● SHORT TASK A:
In the essay on queer historical romance, what is the title of Elizabeth Kingston's essay that the writer cites?

● READING PASSAGE:
======

Adam and Immanuel from The Winter Garden.

Back in April, I presented a paper at Ithaca College’s feminist pop culture conference From Pippi to Ripley on the issues surrounding the perceived “inaccuracies” in historical romance, especially queer historical romance. Since this issue has reared its ugly head again, I thought I would share my paper with you.


 

Queer Historical Romance and the Reclamation of Identity and Power

 In recent years, as media has become more diverse, from Star Wars to romance novels, critics have claimed that portrayals of marginalized characters are historically inaccurate or done to pander to political correctness. What these critics fail to understand is that historical “accuracy” is often far from accurate. As with all wars, to the victors go the spoils and that includes the historical narrative. The narratives found in modern historical romance novels are by and large white supremacist, Christian, and upholding of colonialist values. Following the expansion of LGBT rights and the acceptance of queer characters in media, queer authors have fought to reclaim the history of those who have come before us, whose voices were lost to puritanical scholars and censors that twisted the public’s perception of the trajectory of LGBT lives. By writing historical romances to fill in the missing gaps in queer history, queer writers strengthen the modern community by asserting a history of sexual and bodily autonomy. Modern queer historical romance novels aren’t meant to be a revisionist history but a re-enlightened one that seeks to capture on the page the people and communities that had previously only lived in the margins of history.

If you’ve ever looked at the reviews of any piece of diverse media, you have come across someone spouting that the diversity present is forced or that it was impossible for a homosexual relationship to be semi-public given the time period. Questions of “realism” and “historical accuracy” have been the greatest hindrance to diverse media, but this begs one to consider what is truly historically accurate. In her essay, “Reclaiming Historical Romance,” Elizabeth Kingston posits that often what we, as readers, consider to be historical fact is actually historical fantasy that has been passed down by previous historians and repeated until it morphed into “fact” (Kingston 1). History has been overwhelmingly written by the “victors” or those who have maintained imperialist or political control. For most of the modern Western world, that has been white, Christian, heterosexual men who have espoused white supremacist views in their writings. As Bronski states in A Queer History of the United States, “The writing and reading of history is always, consciously or not, a political act of interpretation” (xiv).

======

● DATASET EXTRACT:

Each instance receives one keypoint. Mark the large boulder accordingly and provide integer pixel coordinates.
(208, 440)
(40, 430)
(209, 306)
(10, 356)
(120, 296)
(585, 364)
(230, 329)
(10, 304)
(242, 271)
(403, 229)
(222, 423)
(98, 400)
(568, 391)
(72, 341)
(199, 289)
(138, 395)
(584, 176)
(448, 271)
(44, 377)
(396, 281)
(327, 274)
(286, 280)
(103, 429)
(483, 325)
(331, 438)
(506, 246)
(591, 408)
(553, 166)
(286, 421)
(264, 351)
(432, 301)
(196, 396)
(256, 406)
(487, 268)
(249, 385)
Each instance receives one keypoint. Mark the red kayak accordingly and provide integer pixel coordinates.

======

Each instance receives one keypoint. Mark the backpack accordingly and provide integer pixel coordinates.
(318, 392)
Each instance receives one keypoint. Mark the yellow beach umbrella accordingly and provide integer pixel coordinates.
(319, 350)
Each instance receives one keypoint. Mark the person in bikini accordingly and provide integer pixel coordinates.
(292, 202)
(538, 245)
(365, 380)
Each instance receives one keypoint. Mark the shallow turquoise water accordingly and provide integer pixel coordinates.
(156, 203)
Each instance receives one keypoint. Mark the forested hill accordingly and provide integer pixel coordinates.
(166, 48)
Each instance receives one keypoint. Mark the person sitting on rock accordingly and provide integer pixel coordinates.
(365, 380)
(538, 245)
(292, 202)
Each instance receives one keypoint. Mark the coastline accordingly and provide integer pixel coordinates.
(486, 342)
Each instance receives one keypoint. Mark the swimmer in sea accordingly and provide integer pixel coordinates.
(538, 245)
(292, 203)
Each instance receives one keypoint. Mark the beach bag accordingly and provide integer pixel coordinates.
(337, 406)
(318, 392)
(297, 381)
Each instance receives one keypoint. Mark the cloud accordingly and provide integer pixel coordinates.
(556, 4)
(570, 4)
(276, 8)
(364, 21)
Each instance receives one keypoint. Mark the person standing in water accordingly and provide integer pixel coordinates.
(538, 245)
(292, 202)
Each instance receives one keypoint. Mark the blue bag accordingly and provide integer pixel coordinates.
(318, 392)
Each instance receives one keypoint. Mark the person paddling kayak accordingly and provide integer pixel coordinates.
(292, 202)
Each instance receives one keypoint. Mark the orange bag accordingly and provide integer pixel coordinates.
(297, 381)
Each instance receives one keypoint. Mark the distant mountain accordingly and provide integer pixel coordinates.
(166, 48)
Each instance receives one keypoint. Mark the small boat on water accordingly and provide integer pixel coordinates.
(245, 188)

======

● SHORT TASK B:
Please rewrite the lines of the listing from the line with "Each instance receives one keypoint. Mark the large" to the line with "Each instance receives one keypoint. Mark the red", substituting "marker" for "keypoint" and keeping everything else the same. Return only those lines.

● TASK RESPONSE A:
"Reclaiming Historical Romance"

● TASK RESPONSE B:
Each instance receives one marker. Mark the large boulder accordingly and provide integer pixel coordinates.
(208, 440)
(40, 430)
(209, 306)
(10, 356)
(120, 296)
(585, 364)
(230, 329)
(10, 304)
(242, 271)
(403, 229)
(222, 423)
(98, 400)
(568, 391)
(72, 341)
(199, 289)
(138, 395)
(584, 176)
(448, 271)
(44, 377)
(396, 281)
(327, 274)
(286, 280)
(103, 429)
(483, 325)
(331, 438)
(506, 246)
(591, 408)
(553, 166)
(286, 421)
(264, 351)
(432, 301)
(196, 396)
(256, 406)
(487, 268)
(249, 385)
Each instance receives one marker. Mark the red kayak accordingly and provide integer pixel coordinates.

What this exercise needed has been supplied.